▼
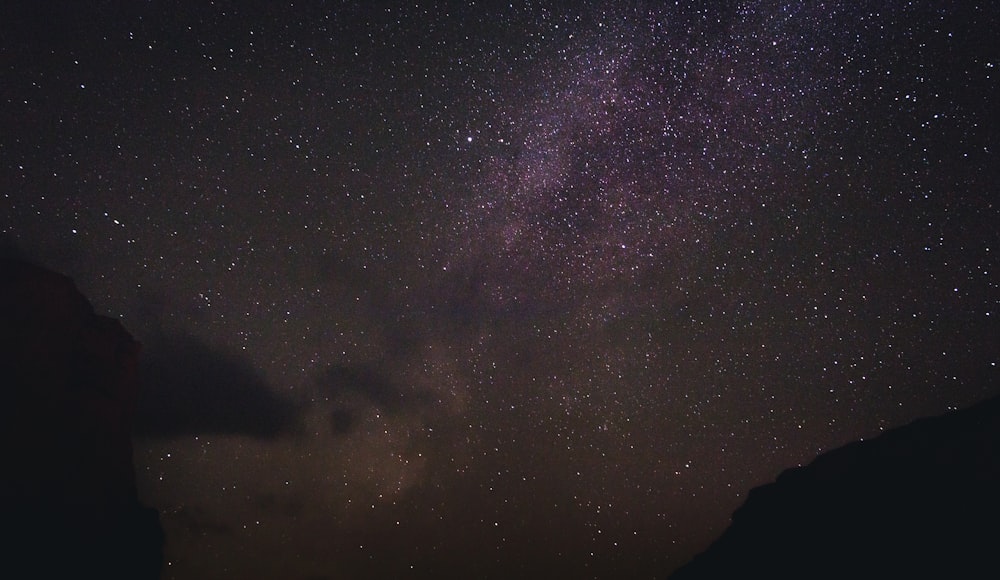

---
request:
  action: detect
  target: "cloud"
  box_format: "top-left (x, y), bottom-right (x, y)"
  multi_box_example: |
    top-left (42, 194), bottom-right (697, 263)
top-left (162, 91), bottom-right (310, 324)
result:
top-left (317, 364), bottom-right (434, 435)
top-left (135, 333), bottom-right (301, 438)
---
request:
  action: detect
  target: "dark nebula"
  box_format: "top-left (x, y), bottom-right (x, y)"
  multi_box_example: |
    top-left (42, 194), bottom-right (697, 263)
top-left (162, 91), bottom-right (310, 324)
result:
top-left (0, 0), bottom-right (1000, 580)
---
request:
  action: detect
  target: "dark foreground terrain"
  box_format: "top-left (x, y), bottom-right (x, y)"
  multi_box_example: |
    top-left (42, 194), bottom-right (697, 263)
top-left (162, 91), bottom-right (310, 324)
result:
top-left (0, 260), bottom-right (163, 580)
top-left (670, 398), bottom-right (1000, 580)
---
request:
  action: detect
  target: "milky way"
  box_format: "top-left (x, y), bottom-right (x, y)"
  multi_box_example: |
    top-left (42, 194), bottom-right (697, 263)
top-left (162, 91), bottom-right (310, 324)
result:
top-left (0, 2), bottom-right (1000, 579)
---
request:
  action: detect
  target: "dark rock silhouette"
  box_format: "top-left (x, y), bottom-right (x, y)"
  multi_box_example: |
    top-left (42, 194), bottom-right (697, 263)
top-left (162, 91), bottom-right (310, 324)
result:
top-left (0, 260), bottom-right (164, 580)
top-left (670, 397), bottom-right (1000, 580)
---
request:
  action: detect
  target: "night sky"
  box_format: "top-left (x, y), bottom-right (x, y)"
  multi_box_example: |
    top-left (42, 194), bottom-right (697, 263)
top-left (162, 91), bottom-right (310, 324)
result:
top-left (0, 0), bottom-right (1000, 580)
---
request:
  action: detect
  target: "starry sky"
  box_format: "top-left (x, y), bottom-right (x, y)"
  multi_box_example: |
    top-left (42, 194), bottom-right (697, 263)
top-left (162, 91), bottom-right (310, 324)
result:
top-left (0, 0), bottom-right (1000, 580)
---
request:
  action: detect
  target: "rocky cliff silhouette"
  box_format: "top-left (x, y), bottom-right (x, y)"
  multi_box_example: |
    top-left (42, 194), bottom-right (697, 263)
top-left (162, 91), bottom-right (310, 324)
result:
top-left (670, 397), bottom-right (1000, 580)
top-left (0, 260), bottom-right (163, 580)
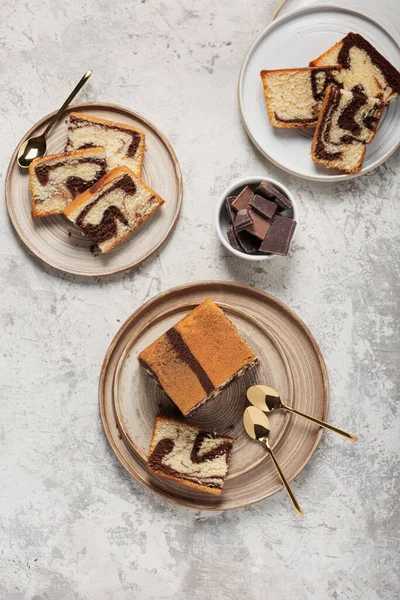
▲
TASK:
Write out all of the rows above word for word, leaving the pictures out of your copy.

TASK ANSWER:
---
request:
  action: detect
  target: "cloud"
  box_format: "top-left (x, y), bottom-right (x, y)"
  multi_box_example: |
    top-left (42, 194), bottom-right (697, 263)
top-left (162, 91), bottom-right (310, 324)
result:
top-left (317, 364), bottom-right (434, 435)
top-left (135, 333), bottom-right (301, 438)
---
request:
  action: detect
  target: "dark nebula"
  box_format: "top-left (x, y), bottom-right (x, y)"
  multi_box_example: |
    top-left (42, 194), bottom-right (697, 263)
top-left (162, 91), bottom-right (310, 324)
result:
top-left (0, 0), bottom-right (1000, 580)
---
request:
  action: detect
  target: "dark foreground terrain"
  box_format: "top-left (x, y), bottom-right (x, y)"
  multi_box_example: |
    top-left (42, 194), bottom-right (697, 263)
top-left (162, 91), bottom-right (310, 324)
result:
top-left (0, 260), bottom-right (163, 580)
top-left (670, 398), bottom-right (1000, 580)
---
request:
  action: detect
  target: "milky way"
  box_format: "top-left (x, y), bottom-right (x, y)"
  multi_box_example: |
    top-left (42, 194), bottom-right (697, 263)
top-left (162, 91), bottom-right (310, 324)
result:
top-left (0, 2), bottom-right (1000, 579)
---
request:
  action: detect
  target: "dark rock silhouette"
  box_format: "top-left (x, y), bottom-right (x, y)"
  multi_box_example: |
    top-left (42, 194), bottom-right (697, 263)
top-left (162, 91), bottom-right (310, 324)
result:
top-left (0, 260), bottom-right (164, 580)
top-left (670, 397), bottom-right (1000, 580)
---
request:
  action: detect
  target: "night sky"
  box_format: "top-left (x, y), bottom-right (x, y)"
  multi_box_example: |
    top-left (42, 194), bottom-right (697, 263)
top-left (162, 91), bottom-right (310, 324)
result:
top-left (0, 0), bottom-right (1000, 580)
---
request:
  action: detect
  target: "starry sky"
  box_format: "top-left (x, y), bottom-right (x, y)"
  multi_box_example: |
    top-left (42, 194), bottom-right (697, 263)
top-left (162, 91), bottom-right (310, 324)
result:
top-left (0, 0), bottom-right (1000, 580)
---
request:
  action: detect
  target: "rocky cliff silhouette"
  box_format: "top-left (x, y), bottom-right (x, y)"
  multi_box_example: |
    top-left (42, 194), bottom-right (697, 263)
top-left (162, 91), bottom-right (310, 324)
result:
top-left (670, 397), bottom-right (1000, 580)
top-left (0, 260), bottom-right (163, 580)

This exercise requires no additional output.